Point annotation dataset records
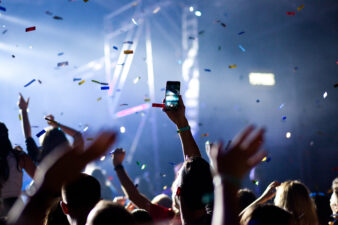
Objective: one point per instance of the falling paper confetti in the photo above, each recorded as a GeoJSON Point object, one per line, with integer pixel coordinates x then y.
{"type": "Point", "coordinates": [325, 95]}
{"type": "Point", "coordinates": [29, 83]}
{"type": "Point", "coordinates": [137, 79]}
{"type": "Point", "coordinates": [28, 29]}
{"type": "Point", "coordinates": [40, 133]}
{"type": "Point", "coordinates": [300, 7]}
{"type": "Point", "coordinates": [128, 52]}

§ **Written problem**: Reproduce the records above line for line, leaving out the pictures.

§ **Written answer**:
Objective: one point per instance of the falling paper confetti in the photo above, each recorded as a GeoJSON Point object, one per line, with integer pixel coordinates x then y.
{"type": "Point", "coordinates": [325, 95]}
{"type": "Point", "coordinates": [29, 83]}
{"type": "Point", "coordinates": [137, 79]}
{"type": "Point", "coordinates": [28, 29]}
{"type": "Point", "coordinates": [40, 133]}
{"type": "Point", "coordinates": [300, 7]}
{"type": "Point", "coordinates": [128, 52]}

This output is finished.